[Study material Boundary: Start]

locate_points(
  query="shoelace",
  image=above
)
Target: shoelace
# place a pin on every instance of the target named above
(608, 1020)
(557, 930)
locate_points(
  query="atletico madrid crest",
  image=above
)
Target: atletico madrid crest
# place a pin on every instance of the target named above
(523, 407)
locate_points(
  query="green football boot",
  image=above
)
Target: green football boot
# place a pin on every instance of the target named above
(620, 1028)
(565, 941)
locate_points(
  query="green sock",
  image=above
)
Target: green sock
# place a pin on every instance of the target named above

[Study material Boundary: End]

* _Problem details_: Output the data exactly, in full.

* _Result of this task_:
locate_points(
  query="shoelace",
  image=above
)
Target: shoelace
# place a pin on every instance of the target named above
(608, 1020)
(557, 930)
locate_points(
  query="atletico madrid crest",
  image=above
)
Target: atletico madrid crest
# place a pin on every instance of the target named above
(523, 407)
locate_points(
  query="green football boot",
  image=above
)
Target: green football boot
# place a pin on every instance of the target named above
(620, 1028)
(565, 941)
locate_points(
  query="green sock",
  image=above
)
Target: green sock
# place a pin on every instance of the target named above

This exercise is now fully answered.